TO DO: Give only the number of lines in the records below that contain the word "arched".

[start]

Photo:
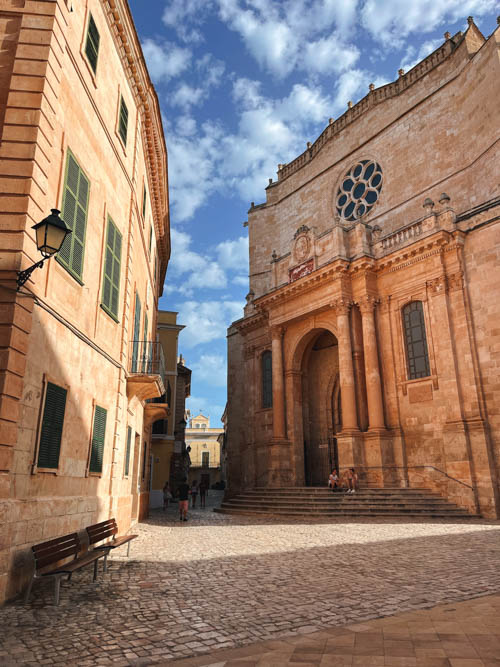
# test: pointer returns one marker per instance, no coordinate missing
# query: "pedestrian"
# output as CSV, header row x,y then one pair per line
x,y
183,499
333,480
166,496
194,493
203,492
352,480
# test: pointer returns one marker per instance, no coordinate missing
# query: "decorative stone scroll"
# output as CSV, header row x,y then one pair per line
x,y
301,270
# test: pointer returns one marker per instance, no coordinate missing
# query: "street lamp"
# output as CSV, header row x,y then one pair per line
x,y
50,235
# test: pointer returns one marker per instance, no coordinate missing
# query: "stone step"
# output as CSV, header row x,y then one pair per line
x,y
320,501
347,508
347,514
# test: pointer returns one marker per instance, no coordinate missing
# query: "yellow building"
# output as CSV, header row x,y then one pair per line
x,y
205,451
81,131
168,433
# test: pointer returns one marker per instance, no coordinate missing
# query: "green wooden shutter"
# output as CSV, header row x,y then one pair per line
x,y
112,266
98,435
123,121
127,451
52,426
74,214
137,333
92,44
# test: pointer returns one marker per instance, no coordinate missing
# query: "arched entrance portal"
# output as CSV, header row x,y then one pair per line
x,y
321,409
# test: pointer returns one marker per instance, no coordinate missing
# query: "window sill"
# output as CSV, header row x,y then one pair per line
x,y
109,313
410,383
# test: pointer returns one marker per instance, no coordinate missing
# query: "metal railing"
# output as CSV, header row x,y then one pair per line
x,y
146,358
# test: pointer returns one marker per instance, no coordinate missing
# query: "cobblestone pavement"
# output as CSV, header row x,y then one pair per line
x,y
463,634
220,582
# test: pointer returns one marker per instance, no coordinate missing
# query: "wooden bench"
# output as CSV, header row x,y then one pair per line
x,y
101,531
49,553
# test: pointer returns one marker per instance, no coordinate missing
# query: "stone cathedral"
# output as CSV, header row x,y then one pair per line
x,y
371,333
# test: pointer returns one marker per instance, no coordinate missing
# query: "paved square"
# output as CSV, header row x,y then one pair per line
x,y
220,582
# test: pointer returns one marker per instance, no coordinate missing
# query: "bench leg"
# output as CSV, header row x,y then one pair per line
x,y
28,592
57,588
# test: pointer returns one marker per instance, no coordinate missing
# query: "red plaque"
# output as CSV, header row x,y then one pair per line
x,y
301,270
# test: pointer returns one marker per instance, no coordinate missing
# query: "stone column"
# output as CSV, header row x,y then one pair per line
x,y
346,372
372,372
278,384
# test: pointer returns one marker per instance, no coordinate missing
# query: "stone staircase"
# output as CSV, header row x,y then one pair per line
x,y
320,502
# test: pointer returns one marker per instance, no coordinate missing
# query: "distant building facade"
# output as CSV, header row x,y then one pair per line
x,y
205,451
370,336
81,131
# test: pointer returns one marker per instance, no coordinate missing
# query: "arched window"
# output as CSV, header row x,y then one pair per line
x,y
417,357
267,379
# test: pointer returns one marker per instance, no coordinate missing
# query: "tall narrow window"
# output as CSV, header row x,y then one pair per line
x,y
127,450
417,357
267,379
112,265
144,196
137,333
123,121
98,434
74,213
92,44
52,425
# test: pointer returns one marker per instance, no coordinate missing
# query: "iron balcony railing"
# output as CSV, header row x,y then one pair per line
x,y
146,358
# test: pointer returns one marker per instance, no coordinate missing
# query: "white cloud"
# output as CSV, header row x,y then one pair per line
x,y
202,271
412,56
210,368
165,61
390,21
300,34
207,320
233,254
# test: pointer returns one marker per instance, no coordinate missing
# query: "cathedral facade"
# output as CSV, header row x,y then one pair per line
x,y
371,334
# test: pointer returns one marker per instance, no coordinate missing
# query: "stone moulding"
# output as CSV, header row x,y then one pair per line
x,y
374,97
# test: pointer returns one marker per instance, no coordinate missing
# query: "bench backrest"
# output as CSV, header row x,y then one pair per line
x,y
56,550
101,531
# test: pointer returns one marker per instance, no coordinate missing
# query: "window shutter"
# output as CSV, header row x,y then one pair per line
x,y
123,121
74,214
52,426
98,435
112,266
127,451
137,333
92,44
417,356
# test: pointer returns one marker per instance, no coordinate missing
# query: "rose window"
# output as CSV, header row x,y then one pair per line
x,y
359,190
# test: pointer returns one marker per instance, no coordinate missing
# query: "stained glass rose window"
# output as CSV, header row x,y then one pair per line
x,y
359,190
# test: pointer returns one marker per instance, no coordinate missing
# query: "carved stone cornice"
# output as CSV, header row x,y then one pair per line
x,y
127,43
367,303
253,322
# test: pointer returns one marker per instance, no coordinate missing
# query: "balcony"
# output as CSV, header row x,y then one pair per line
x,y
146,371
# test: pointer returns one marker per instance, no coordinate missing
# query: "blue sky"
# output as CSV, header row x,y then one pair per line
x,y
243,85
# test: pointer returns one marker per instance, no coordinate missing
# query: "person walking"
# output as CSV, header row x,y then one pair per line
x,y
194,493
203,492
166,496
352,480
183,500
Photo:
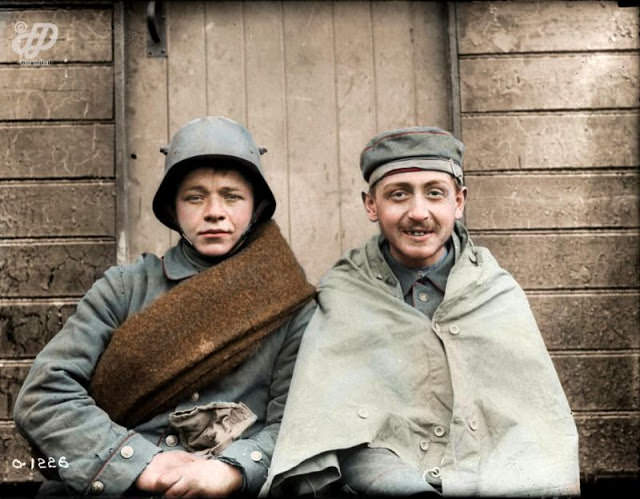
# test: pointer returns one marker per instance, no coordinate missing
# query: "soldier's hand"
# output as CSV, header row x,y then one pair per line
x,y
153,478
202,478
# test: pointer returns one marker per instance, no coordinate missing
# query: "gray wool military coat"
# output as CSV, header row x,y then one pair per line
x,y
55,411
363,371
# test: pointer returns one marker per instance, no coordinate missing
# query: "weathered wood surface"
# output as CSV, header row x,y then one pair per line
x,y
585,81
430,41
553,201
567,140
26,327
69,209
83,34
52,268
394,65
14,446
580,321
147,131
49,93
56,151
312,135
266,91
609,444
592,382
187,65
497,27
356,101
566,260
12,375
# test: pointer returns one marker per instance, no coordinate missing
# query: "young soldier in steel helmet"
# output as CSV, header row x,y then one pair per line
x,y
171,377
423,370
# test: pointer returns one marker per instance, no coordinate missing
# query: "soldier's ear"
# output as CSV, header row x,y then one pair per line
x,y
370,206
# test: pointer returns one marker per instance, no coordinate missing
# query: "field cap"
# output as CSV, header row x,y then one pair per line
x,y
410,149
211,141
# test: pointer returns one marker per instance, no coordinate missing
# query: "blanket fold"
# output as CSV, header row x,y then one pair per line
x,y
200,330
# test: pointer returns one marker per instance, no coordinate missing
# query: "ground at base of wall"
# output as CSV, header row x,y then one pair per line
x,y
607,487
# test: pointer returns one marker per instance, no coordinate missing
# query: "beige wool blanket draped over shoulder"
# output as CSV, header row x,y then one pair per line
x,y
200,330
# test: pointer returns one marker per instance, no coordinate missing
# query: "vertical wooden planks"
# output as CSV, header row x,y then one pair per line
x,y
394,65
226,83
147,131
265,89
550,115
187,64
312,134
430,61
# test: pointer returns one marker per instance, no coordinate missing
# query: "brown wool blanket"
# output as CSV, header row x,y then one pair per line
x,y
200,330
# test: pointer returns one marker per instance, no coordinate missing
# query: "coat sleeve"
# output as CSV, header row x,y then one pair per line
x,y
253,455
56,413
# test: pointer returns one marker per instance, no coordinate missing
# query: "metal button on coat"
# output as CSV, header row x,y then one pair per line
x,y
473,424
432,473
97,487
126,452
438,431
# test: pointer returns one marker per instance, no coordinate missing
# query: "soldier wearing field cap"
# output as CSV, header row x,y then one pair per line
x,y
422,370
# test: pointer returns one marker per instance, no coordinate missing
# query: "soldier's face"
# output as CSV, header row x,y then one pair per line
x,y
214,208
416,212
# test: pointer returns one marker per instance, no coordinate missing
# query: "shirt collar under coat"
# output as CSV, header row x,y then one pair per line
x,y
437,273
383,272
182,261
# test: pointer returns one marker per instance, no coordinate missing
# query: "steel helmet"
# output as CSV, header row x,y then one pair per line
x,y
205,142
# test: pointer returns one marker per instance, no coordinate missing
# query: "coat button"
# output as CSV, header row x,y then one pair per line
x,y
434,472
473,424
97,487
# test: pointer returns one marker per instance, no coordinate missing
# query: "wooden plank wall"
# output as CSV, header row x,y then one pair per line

[end]

RIGHT ANSWER: 2